> **INPUT RECORDS**:
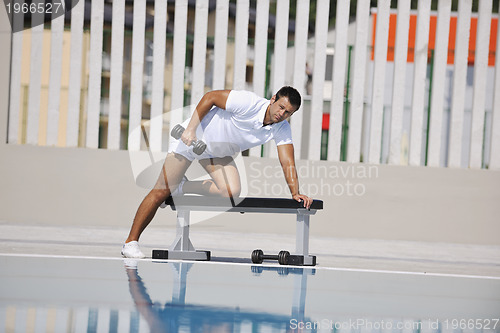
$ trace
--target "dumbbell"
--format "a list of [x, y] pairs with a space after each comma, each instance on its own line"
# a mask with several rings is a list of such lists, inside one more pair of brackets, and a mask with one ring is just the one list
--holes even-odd
[[[179, 140], [182, 136], [182, 133], [184, 133], [184, 130], [185, 128], [182, 127], [182, 125], [175, 125], [174, 128], [172, 128], [172, 132], [170, 132], [170, 135], [172, 135], [174, 139]], [[191, 146], [193, 146], [193, 152], [196, 155], [201, 155], [205, 151], [205, 149], [207, 149], [207, 144], [201, 140], [193, 141], [193, 143], [191, 143]]]
[[290, 257], [290, 252], [280, 251], [278, 255], [264, 254], [262, 250], [253, 250], [252, 252], [252, 262], [254, 264], [262, 264], [264, 260], [278, 260], [280, 265], [288, 265], [288, 258]]

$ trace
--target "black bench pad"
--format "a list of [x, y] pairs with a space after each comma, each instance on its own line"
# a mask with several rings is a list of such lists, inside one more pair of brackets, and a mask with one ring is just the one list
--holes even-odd
[[[173, 210], [178, 207], [211, 207], [211, 208], [220, 208], [220, 209], [231, 209], [231, 208], [239, 208], [239, 210], [244, 210], [245, 208], [249, 208], [251, 210], [262, 208], [263, 210], [267, 209], [300, 209], [304, 208], [304, 204], [302, 202], [295, 201], [293, 199], [284, 199], [284, 198], [233, 198], [230, 200], [229, 198], [220, 198], [220, 197], [208, 197], [208, 196], [179, 196], [173, 199], [172, 197], [168, 197], [165, 200], [165, 204], [171, 206]], [[323, 209], [323, 201], [314, 200], [310, 207], [311, 210], [319, 210]]]

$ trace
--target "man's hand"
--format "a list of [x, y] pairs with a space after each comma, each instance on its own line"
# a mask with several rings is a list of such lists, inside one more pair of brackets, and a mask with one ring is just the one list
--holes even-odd
[[292, 196], [292, 198], [298, 202], [303, 202], [304, 207], [307, 209], [311, 207], [311, 204], [313, 202], [313, 199], [309, 198], [307, 195], [304, 194], [295, 194]]
[[196, 131], [193, 131], [188, 126], [181, 135], [181, 141], [184, 142], [186, 146], [191, 146], [191, 144], [196, 141]]

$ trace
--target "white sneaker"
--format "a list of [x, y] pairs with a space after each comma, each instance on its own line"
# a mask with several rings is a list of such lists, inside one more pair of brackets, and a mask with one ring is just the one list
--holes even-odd
[[183, 176], [181, 182], [179, 183], [179, 186], [177, 186], [175, 191], [172, 192], [173, 197], [178, 197], [178, 196], [184, 195], [184, 192], [182, 191], [182, 186], [184, 186], [184, 183], [187, 181], [188, 181], [187, 177]]
[[123, 244], [122, 256], [124, 256], [125, 258], [135, 259], [146, 258], [144, 253], [142, 253], [141, 249], [139, 248], [139, 243], [137, 241], [131, 241]]

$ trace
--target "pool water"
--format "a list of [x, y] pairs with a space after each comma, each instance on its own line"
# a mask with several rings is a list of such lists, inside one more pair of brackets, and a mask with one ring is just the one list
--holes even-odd
[[0, 332], [500, 332], [500, 279], [0, 255]]

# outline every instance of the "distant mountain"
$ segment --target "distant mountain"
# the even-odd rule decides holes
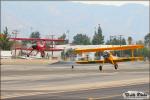
[[[88,5],[73,2],[12,2],[2,3],[2,29],[19,29],[28,36],[31,27],[46,34],[60,35],[70,30],[69,37],[77,33],[94,34],[100,24],[103,34],[123,34],[134,40],[143,39],[149,32],[149,7],[140,4],[123,6]],[[56,36],[57,37],[57,36]]]

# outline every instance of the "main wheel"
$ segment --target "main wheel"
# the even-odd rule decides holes
[[[115,67],[115,69],[117,70],[117,69],[118,69],[118,64],[115,64],[114,67]]]
[[[41,51],[41,57],[44,58],[45,57],[45,52]]]
[[[102,71],[102,66],[101,65],[99,66],[99,70]]]
[[[29,54],[27,54],[27,57],[29,57]]]

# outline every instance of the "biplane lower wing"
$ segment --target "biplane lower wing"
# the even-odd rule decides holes
[[[137,61],[137,60],[144,60],[143,57],[121,57],[118,59],[113,59],[114,62],[127,62],[127,61]]]
[[[127,61],[137,61],[137,60],[143,60],[143,57],[122,57],[122,58],[116,58],[113,59],[113,62],[127,62]],[[94,63],[111,63],[109,60],[80,60],[76,61],[78,64],[94,64]]]

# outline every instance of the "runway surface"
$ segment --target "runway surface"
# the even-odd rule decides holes
[[[124,99],[122,94],[127,91],[142,91],[149,94],[149,84],[139,84],[131,86],[121,86],[112,88],[100,88],[80,90],[62,93],[47,93],[34,96],[23,96],[9,98],[7,100],[106,100],[106,99]]]
[[[120,95],[128,89],[149,90],[149,64],[145,62],[119,63],[118,70],[107,64],[101,72],[98,65],[77,65],[74,69],[71,65],[2,65],[2,98],[122,98]]]

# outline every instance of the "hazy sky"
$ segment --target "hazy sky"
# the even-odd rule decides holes
[[[2,1],[1,29],[18,30],[19,37],[40,31],[42,37],[56,37],[69,30],[92,37],[101,24],[106,38],[110,35],[131,35],[142,39],[149,31],[148,1]],[[136,34],[135,34],[136,33]]]
[[[73,1],[75,3],[83,3],[83,4],[96,4],[96,5],[109,5],[109,6],[122,6],[125,4],[142,4],[144,6],[149,6],[149,2],[147,1]]]

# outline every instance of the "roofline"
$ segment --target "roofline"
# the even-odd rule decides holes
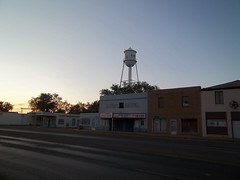
[[[216,91],[216,90],[228,90],[228,89],[240,89],[240,87],[226,87],[226,88],[202,88],[201,91]]]
[[[167,89],[154,89],[150,91],[181,90],[181,89],[201,89],[201,86],[186,86],[186,87],[176,87],[176,88],[167,88]]]
[[[126,50],[124,51],[124,53],[125,53],[126,51],[134,51],[135,53],[137,53],[137,51],[136,51],[136,50],[134,50],[134,49],[132,49],[131,47],[130,47],[130,48],[128,48],[128,49],[126,49]]]

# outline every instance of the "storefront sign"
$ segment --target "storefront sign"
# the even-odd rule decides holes
[[[101,118],[112,118],[112,113],[101,113],[100,117]]]
[[[146,118],[146,114],[144,113],[114,113],[113,118]]]
[[[135,118],[135,119],[145,119],[145,113],[101,113],[101,118]]]

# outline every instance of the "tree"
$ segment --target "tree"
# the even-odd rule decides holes
[[[62,101],[62,98],[58,94],[41,93],[38,97],[32,97],[28,101],[29,106],[34,112],[55,112],[55,113],[91,113],[98,112],[99,101],[93,103],[79,102],[75,105],[71,105],[67,101]]]
[[[87,111],[89,113],[97,113],[99,111],[99,101],[88,104]]]
[[[0,101],[0,111],[9,112],[13,109],[13,105],[9,102]]]
[[[85,103],[77,103],[75,105],[71,105],[69,112],[70,114],[80,114],[80,113],[96,113],[99,110],[99,101],[94,101],[93,103],[87,102]]]
[[[86,110],[87,110],[86,104],[79,102],[75,105],[70,106],[69,113],[70,114],[80,114],[82,112],[86,112]]]
[[[71,104],[67,101],[59,101],[57,105],[56,113],[69,113]]]
[[[32,98],[28,103],[33,111],[55,112],[62,98],[58,94],[41,93]]]
[[[124,83],[123,86],[118,86],[117,84],[113,84],[110,89],[102,89],[100,90],[100,95],[117,95],[117,94],[129,94],[129,93],[142,93],[147,92],[149,90],[159,89],[157,86],[152,86],[147,82],[138,82],[133,85],[129,85]]]
[[[111,91],[109,89],[100,90],[100,96],[105,96],[105,95],[113,95],[113,91]]]

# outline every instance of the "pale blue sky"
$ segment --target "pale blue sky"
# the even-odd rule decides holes
[[[240,79],[240,1],[0,0],[0,100],[98,100],[130,46],[162,89]]]

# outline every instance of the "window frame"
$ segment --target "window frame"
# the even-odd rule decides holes
[[[58,125],[64,125],[65,120],[64,119],[58,119]]]
[[[164,108],[165,107],[165,99],[163,97],[158,98],[158,108]]]
[[[124,102],[119,102],[118,108],[119,109],[124,109]]]
[[[182,96],[182,107],[189,106],[189,96]]]
[[[224,104],[224,95],[223,91],[215,91],[215,104]]]
[[[76,126],[76,119],[72,119],[72,126]]]
[[[156,126],[158,125],[158,126]],[[167,119],[154,118],[153,119],[153,132],[154,133],[167,133],[168,131],[168,121]]]

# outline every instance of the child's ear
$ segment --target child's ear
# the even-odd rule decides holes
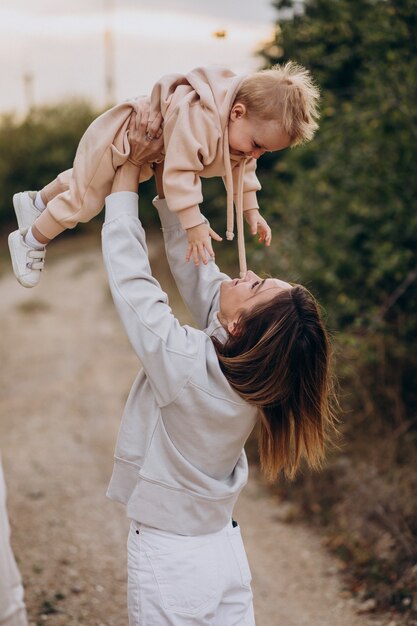
[[[232,122],[244,117],[246,115],[246,107],[241,102],[235,102],[230,111],[230,119]]]

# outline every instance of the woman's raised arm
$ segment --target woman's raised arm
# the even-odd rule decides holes
[[[158,198],[153,204],[158,209],[161,219],[169,267],[182,299],[198,327],[204,329],[210,325],[213,314],[219,309],[220,284],[223,280],[229,280],[229,276],[220,271],[213,259],[210,259],[207,265],[199,267],[191,261],[188,263],[185,261],[187,235],[177,215],[168,209],[165,202],[162,171],[161,163],[155,168]]]
[[[142,138],[142,156],[151,147]],[[137,154],[137,152],[136,152]],[[157,402],[168,404],[195,370],[203,333],[181,326],[152,276],[138,219],[139,167],[126,162],[106,198],[103,257],[113,300]]]

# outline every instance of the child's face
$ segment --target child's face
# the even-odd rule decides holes
[[[288,148],[291,139],[275,120],[248,118],[246,107],[233,105],[229,118],[229,147],[232,154],[259,159],[265,152]]]

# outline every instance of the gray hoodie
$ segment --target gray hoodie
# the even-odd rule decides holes
[[[215,532],[232,516],[247,481],[243,450],[256,419],[223,375],[210,339],[226,339],[217,318],[220,283],[213,261],[185,263],[186,235],[163,200],[154,201],[171,271],[198,330],[181,326],[153,278],[138,196],[106,199],[103,256],[116,308],[141,369],[118,435],[107,495],[127,516],[182,535]]]

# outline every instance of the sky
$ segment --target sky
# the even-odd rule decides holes
[[[108,104],[105,32],[113,49],[113,99],[150,93],[163,75],[200,65],[259,68],[272,0],[2,0],[0,113],[86,98]],[[213,33],[226,31],[226,37]]]

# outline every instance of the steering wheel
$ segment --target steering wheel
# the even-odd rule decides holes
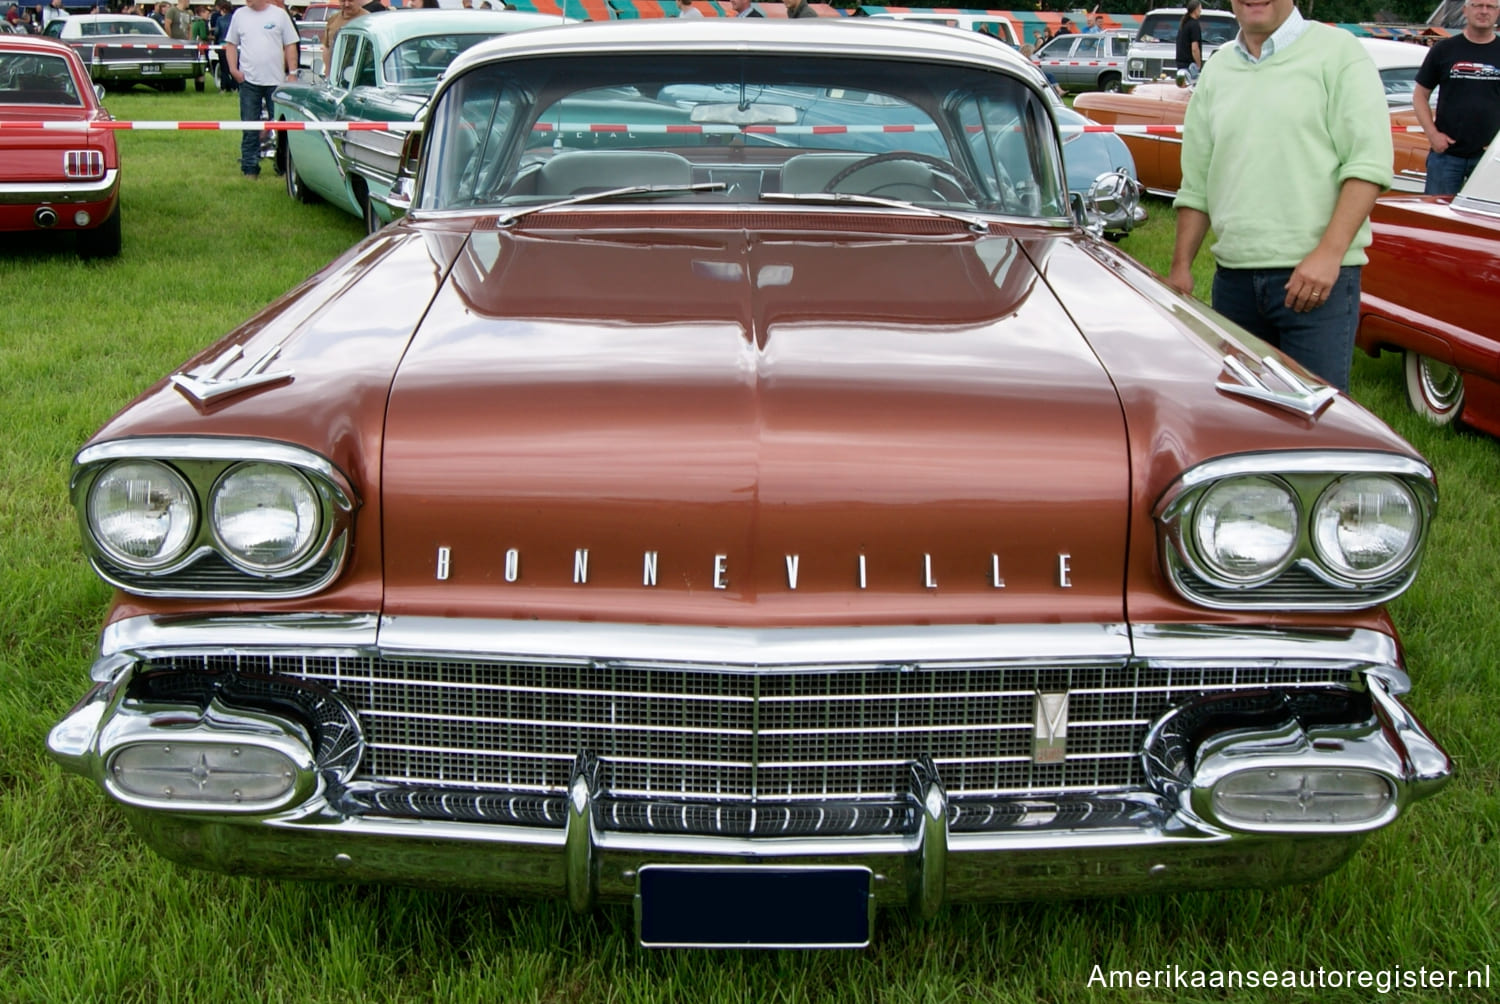
[[[949,186],[949,191],[947,192],[943,191],[935,184],[928,188],[928,191],[936,196],[937,199],[941,202],[953,202],[955,194],[964,199],[971,206],[977,206],[984,201],[984,196],[980,194],[979,189],[974,186],[974,182],[971,181],[962,171],[955,168],[952,164],[948,163],[946,160],[941,160],[937,157],[931,157],[925,153],[915,153],[910,150],[891,150],[887,153],[877,153],[874,156],[866,157],[864,160],[857,160],[854,163],[850,164],[848,167],[844,168],[838,174],[835,174],[832,178],[829,178],[828,183],[823,186],[823,191],[836,191],[840,182],[844,181],[853,174],[857,174],[860,171],[865,170],[866,168],[875,167],[877,164],[889,164],[893,161],[899,160],[910,161],[911,163],[921,164],[925,167],[931,168],[935,175],[933,180],[935,182],[944,182]],[[880,186],[880,188],[876,188],[867,194],[878,195],[883,189],[891,188],[895,185],[907,185],[910,187],[918,188],[922,187],[920,185],[917,185],[915,182],[891,182],[890,184],[882,185]]]

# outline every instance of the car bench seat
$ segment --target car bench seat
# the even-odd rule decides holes
[[[538,195],[569,196],[631,185],[691,185],[686,157],[659,150],[567,150],[537,172]]]

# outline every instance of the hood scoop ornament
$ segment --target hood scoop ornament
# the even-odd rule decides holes
[[[1297,376],[1275,356],[1262,356],[1256,373],[1235,356],[1224,359],[1225,375],[1215,384],[1225,394],[1284,408],[1306,418],[1321,415],[1339,392],[1327,384],[1313,385]]]
[[[238,374],[226,377],[224,371],[245,355],[243,346],[231,346],[229,351],[195,373],[173,373],[172,383],[194,404],[208,405],[253,387],[264,387],[291,380],[291,370],[268,372],[271,363],[280,354],[281,346],[282,343],[277,342]]]

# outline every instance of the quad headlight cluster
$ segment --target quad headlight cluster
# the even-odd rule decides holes
[[[91,447],[73,499],[96,570],[151,595],[305,595],[337,573],[354,511],[316,454],[218,440]]]
[[[1351,609],[1410,584],[1436,504],[1419,461],[1270,454],[1194,468],[1156,515],[1172,581],[1195,602]]]

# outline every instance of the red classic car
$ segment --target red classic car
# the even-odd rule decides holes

> **YOUR INSTRUCTIONS**: Copy all lines of the material above where the string "child" occurs.

> **ANSWER BELOW**:
# outline every instance of the child's ear
$ segment --target child's ear
# outline every instance of the child's face
$ segment --target child's face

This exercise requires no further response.